▶ _PROBLEM DETAILS_
List every line of the listing below that contains the string "piece".

☆ ☆ ☆ ☆ ☆ ☆ ☆

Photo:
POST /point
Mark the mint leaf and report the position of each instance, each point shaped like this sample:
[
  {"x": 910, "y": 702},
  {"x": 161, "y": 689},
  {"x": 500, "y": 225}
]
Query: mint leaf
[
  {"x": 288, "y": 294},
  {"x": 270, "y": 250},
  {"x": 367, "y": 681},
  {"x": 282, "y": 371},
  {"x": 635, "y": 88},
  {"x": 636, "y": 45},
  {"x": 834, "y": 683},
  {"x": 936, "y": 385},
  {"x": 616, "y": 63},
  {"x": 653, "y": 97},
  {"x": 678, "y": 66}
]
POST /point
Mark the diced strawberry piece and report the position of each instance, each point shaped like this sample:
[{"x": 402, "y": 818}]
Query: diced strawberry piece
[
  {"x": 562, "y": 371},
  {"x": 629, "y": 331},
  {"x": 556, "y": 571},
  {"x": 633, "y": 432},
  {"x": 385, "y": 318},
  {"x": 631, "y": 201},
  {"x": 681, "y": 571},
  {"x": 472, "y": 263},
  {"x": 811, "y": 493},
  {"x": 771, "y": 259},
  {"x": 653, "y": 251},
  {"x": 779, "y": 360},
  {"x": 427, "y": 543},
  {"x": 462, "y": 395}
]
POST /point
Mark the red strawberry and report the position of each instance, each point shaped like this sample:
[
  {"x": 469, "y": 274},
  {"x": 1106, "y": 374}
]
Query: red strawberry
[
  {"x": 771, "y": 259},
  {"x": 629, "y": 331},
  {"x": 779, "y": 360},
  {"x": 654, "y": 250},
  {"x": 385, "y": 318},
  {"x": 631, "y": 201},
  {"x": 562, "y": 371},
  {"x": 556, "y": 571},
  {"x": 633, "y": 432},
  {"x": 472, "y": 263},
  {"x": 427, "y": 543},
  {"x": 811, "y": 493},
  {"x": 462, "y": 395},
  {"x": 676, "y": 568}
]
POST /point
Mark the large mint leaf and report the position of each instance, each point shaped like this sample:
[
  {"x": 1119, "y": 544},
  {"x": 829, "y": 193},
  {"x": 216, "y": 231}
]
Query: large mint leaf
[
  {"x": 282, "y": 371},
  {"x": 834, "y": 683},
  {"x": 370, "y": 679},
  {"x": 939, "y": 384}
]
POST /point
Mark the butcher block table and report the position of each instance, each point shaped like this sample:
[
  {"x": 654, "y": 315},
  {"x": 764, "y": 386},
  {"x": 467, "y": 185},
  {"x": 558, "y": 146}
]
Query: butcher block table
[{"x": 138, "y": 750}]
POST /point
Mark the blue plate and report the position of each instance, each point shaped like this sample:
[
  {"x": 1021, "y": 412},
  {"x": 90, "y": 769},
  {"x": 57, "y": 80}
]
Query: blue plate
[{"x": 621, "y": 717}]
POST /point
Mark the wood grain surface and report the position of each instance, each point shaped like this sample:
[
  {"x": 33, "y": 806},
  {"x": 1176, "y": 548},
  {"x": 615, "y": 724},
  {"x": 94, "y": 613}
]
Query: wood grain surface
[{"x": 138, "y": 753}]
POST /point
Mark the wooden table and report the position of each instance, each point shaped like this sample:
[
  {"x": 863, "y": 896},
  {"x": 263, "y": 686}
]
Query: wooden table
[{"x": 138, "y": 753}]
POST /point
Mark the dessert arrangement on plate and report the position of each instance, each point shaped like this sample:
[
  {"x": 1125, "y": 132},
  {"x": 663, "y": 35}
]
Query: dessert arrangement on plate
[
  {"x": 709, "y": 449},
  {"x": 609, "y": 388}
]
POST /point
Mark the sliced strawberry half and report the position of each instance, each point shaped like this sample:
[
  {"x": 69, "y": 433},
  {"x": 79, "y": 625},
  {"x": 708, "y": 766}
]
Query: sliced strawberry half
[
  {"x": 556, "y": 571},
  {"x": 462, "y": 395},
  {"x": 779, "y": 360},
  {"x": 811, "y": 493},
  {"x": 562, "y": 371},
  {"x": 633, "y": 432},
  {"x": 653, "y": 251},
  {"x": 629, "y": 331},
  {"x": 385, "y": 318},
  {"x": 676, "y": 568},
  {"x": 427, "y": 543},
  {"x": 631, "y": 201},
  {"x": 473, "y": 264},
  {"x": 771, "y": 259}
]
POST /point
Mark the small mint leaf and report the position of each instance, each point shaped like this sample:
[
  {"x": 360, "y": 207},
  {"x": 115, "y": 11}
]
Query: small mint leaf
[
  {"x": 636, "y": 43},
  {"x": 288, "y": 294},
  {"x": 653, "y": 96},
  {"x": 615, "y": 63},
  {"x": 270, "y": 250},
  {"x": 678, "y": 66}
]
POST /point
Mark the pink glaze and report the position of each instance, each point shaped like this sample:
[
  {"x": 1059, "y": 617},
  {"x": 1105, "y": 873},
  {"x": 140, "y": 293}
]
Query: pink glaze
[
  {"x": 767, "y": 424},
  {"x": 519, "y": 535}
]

☆ ☆ ☆ ☆ ☆ ☆ ☆

▶ _EXPECTED ANSWER_
Mark the diced strawberry piece and report the position of each instance, each point shaped like this sample:
Query: diced strawberry piece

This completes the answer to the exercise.